CONSIGNE =
Reproduisez à l'identique le passage du texte cité compris entre « Par ailleurs, les » et « 15 novembre 1980. », bornes incluses.

TEXTE CITÉ =
============================================================

Par ailleurs, les membres du CEE sont soumis à des obligations tout à fait comparables à celles que connaissent les représentants du personnel. Ainsi, ils sont tenus au secret professionnel pour toutes les questions relatives aux procédés de fabrication mais aussi à une obligation de discrétion à l'égard des informations présentant un caractère confidentiel et données comme telles par le chef de l'entreprise dominante (C. trav., art. L. 2342-10, inchangé). Le nouvel article L. 2342-11 (N° Lexbase : L9997H8R) leur fait également obligation de faire redescendre l'information vers l'ensemble des salariés, c'est-à-dire de les informer de la teneur et des résultats du processus d'information-consultation.
(1) V. la proposition de Directive "Vredeling" du 24 octobre 1980, JOCE C 15 novembre 1980.
(2) Directive 94/45 du 22 septembre 1994 concernant l'institution d'un comité d'entreprise européen ou d'une procédure dans les entreprise de dimension communautaire ou les groupes d'entreprises de dimension communautaire en vue d'informer et de consulter les travailleurs (N° Lexbase : L8165AUX) ; JO L 254 du 30 septembre 1994. Sur la question du CEE, v. S. Hennion, M. Le Barbier-Le Bris et M. Del Sol, Droit social européen et international, PUF, collection Thémis, 2010, pp. 400-415 ; B. Teyssié, Droit européen du travail, Litec, collection Manuel, 4ème édition, 2010, pp. 348-396 ; P. Rodière, Droit de l'Union européenne, LGDJ, Traité, 2008, pp. 399-421.

============================================================

MATÉRIEL PRÉSENTÉ =
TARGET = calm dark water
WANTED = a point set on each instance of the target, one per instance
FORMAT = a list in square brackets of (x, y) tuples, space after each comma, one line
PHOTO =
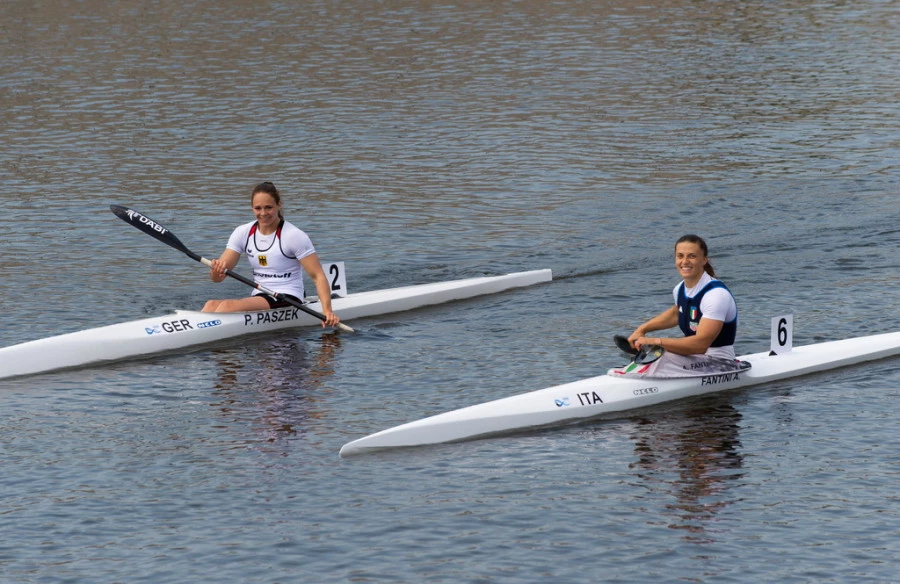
[(427, 141)]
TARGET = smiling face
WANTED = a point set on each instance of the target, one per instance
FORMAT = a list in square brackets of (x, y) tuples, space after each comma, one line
[(690, 261), (267, 212)]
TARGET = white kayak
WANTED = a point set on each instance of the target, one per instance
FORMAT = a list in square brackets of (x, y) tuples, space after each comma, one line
[(608, 395), (189, 328)]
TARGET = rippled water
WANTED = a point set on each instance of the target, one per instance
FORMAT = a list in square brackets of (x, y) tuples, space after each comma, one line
[(419, 142)]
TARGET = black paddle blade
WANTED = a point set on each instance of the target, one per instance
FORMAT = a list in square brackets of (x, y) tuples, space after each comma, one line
[(648, 354), (623, 345), (151, 228)]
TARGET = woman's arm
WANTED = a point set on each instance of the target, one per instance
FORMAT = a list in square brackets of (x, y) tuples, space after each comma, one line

============================================================

RÉSULTAT ATTENDU =
Par ailleurs, les membres du CEE sont soumis à des obligations tout à fait comparables à celles que connaissent les représentants du personnel. Ainsi, ils sont tenus au secret professionnel pour toutes les questions relatives aux procédés de fabrication mais aussi à une obligation de discrétion à l'égard des informations présentant un caractère confidentiel et données comme telles par le chef de l'entreprise dominante (C. trav., art. L. 2342-10, inchangé). Le nouvel article L. 2342-11 (N° Lexbase : L9997H8R) leur fait également obligation de faire redescendre l'information vers l'ensemble des salariés, c'est-à-dire de les informer de la teneur et des résultats du processus d'information-consultation.
(1) V. la proposition de Directive "Vredeling" du 24 octobre 1980, JOCE C 15 novembre 1980.